Reproduce the listing below word for word, omitting the pictures.
====== Data excerpts
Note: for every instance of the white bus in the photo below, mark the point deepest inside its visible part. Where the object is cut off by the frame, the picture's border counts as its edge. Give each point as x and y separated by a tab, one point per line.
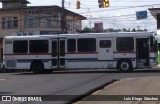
39	53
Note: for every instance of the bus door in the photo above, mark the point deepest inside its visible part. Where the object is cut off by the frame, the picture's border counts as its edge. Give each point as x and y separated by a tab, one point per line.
105	50
142	52
61	57
58	53
54	50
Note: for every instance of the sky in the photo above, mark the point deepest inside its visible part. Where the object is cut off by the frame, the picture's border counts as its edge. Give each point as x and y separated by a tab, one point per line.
120	14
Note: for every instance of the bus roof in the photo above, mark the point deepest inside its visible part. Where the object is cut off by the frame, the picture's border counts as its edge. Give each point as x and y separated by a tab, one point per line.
89	35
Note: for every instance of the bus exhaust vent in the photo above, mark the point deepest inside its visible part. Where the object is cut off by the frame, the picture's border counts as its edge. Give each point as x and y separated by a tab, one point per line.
11	63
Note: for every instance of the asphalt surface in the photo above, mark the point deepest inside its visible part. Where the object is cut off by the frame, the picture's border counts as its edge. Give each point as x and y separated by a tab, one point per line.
62	83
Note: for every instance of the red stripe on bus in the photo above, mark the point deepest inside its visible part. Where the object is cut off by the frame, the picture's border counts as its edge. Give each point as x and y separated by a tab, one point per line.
81	53
29	54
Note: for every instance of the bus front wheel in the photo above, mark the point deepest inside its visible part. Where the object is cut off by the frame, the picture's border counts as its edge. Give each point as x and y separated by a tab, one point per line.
125	66
37	67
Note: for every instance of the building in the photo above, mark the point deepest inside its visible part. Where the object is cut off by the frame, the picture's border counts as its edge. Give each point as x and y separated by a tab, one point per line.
19	19
156	14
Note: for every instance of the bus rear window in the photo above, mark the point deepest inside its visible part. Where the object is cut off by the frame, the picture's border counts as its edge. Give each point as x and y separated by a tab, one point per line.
38	46
20	46
125	44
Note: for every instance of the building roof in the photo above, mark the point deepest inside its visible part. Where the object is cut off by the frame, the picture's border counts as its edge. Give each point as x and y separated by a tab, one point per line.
10	1
42	7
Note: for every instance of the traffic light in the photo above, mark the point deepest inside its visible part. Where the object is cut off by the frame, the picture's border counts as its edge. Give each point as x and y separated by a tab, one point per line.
106	3
78	4
101	3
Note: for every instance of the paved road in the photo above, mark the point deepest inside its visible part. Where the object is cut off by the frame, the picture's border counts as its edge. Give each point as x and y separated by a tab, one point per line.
61	83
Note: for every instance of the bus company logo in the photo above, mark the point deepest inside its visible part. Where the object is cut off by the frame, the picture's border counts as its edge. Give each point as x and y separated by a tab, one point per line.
6	98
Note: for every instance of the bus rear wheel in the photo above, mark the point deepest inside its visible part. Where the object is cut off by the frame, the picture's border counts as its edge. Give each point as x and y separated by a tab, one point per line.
125	66
37	67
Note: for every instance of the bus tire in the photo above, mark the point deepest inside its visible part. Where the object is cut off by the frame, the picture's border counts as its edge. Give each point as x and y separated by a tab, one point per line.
125	66
37	67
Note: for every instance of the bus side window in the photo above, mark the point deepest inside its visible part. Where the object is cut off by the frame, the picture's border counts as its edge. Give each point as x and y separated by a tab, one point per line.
105	44
38	46
125	44
20	46
86	45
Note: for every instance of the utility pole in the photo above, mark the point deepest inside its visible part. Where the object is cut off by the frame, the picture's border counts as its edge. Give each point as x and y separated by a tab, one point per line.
63	17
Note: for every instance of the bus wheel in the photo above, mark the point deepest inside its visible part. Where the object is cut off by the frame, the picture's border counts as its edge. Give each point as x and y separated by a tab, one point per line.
37	67
125	66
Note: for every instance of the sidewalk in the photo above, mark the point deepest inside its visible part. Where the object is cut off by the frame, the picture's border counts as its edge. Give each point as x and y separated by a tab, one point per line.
129	86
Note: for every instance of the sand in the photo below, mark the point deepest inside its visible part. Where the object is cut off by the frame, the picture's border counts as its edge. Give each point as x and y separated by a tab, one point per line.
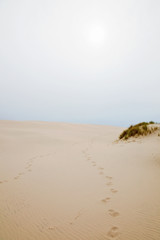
63	181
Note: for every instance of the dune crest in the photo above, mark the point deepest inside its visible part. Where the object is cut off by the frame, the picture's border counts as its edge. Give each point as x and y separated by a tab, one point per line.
72	181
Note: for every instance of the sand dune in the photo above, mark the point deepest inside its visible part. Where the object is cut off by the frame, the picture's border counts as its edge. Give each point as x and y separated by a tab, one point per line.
63	181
============
■ Result of this exercise ■
Note: for every instance of the white bus in the photo below, mark the point deepest inside its visible part. Where the object is cut off by the frame, the picture's border counts as its edge. Give each point as x and y separated by a tab, one point per line.
39	53
Note: for every instance of the bus door in the photo above, mark the point deepest inside its visible part. Where the object is cut off by the frame, the picture's border counts as its edge. Give each point as x and y separated by a tab, one point per line.
105	50
142	52
61	57
58	53
54	50
Note: for every instance of the sky in the photo above, mark the point deepest inside its visible part. Where the object is cut off by the frame, the picture's border counts as its edge. Give each point as x and y separated by a tab, one point per line.
120	14
Note: for every instance of the bus roof in the photo above, mark the point deepest inside its visible part. Where the object is cut off by the frame, the picture's border counts as its edge. Give each point as x and y separated by a tab, one point per line.
89	35
Note: for every instance of the bus exhaust vent in the photo above, mark the point deepest inside its visible part. Where the object is cut off by the frame, the picture's border counts as its edge. Give each point as x and y separated by a tab, one point per line.
11	63
Note: for every instance of the asphalt surface in the photo above, mark the point deepest inside its visible part. Where the object is cut off by the frame, the picture's border counts as its edge. Give each point as x and y separated by a tab, one point per line.
62	83
Note: for every instance of the red stripe on bus in the photo above, mark the point deepest inside its visible part. Where the object is cut off by the frame, the picture's border counts as its edge. Give each point as x and y separated by a tab, one point per line.
81	53
29	54
Note: for every instance of the bus front wheel in the photo above, mark the point deepest inside its visible part. Where the object is cut off by the frame, the picture's border counts as its edge. Give each point as x and y separated by a tab, one point per line.
125	66
37	67
Note: for every instance of the building in the photo above, mark the point deepest inside its visible part. Where the object is cut off by the frame, the picture's border counts as its edge. Give each point as x and y separated by a tab, one point per line.
19	19
156	14
Note: for every instance of the bus rear window in the photo above, mark the point deepest inside its visible part. Where the object is cut off by the frame, the picture's border counts as its edge. Give each point as x and y separated by a tab, one point per line.
38	46
20	46
125	44
Note: for every instance of the building roof in the photo above, mark the point deepest inside its visible part. Where the object is cut off by the frame, the picture's border counts as its edge. Give each point as x and y separated by a tab, one point per line.
10	1
42	7
Note: for every instance of the traffic light in the photo above, mark the point deepest inside its visible part. Where the object is cut off by the frame, the picture's border counts as its edge. Give each point as x and y separated by a tab, one point per line.
106	3
78	4
101	3
Note: for every instance of the paved road in the photo above, mark the point deepest inside its visible part. Where the object is cut off by the frame, the picture's border counts as its edge. Give each point as x and y separated by a tab, one point per line.
61	83
Note: for every instance of the bus company logo in the photo above, mark the point deepest inside its visible part. Where the object is cut off by the frame, the picture's border counts as its edge. Give each point as x and y separated by a tab, one point per line.
6	98
Note: for every instance of the bus rear wheel in the photo above, mark the point deepest inside its visible part. Where the object is cut off by the frame, the picture's border counts as its edge. Give each point as x and y separated by a tab, one point per line.
125	66
37	67
Note: for every instance of the bus tire in the photo above, mark the point deepest inside its visible part. Where the object is cut off by the frame, the picture's border counts as its edge. Give each point as x and y separated by a tab, one point per line.
125	66
37	67
Note: for every instance of the bus side window in the photo above, mark the point deepest inside its visible part. Where the object is cut off by the frame, the picture's border counts as its edge. Give each point as x and y separated by a tab, one point per line.
105	44
38	46
125	44
20	46
86	45
Note: for every instance of the utility pole in the photo above, mark the point deepest inside its visible part. Where the object is cut off by the frame, the picture's border counts as its edge. Give each point as x and y separated by a tab, one point per line.
63	17
Note: for every instance of the bus wheel in the photo above, mark the point deepest inside its visible part. Where the object is cut off by the frame, the picture's border counts as its edge. Give each point as x and y separated by a tab, one point per line.
37	67
125	66
Note: for every instance of the sidewalk in the photo above, mark the point deepest inside its visible part. Where the object is cut off by the frame, the picture's border counts as its edge. Give each point as x and y separated by a tab, one point per line.
129	86
Note: for every instance of the sand in the photo below, mark the point deepest inside its visible part. Where the object is cut off by the frame, the picture's border counts as its edge. Give each point as x and y separated by a tab, one point per line.
63	181
Note: for every instance of the dune crest in the photo above, mark the point deepest inside its visible part. Where the object is cut off by the frame, the picture's border counts as its edge. Give each point as x and y separated by a tab, one point per line.
72	181
Note: for every instance of the sand dune in the photo above, mark the point deepest inside its visible part. Where the object is cut off by the frame, the picture's border counts as its edge. Give each point as x and y separated by a tab, one point per line.
63	181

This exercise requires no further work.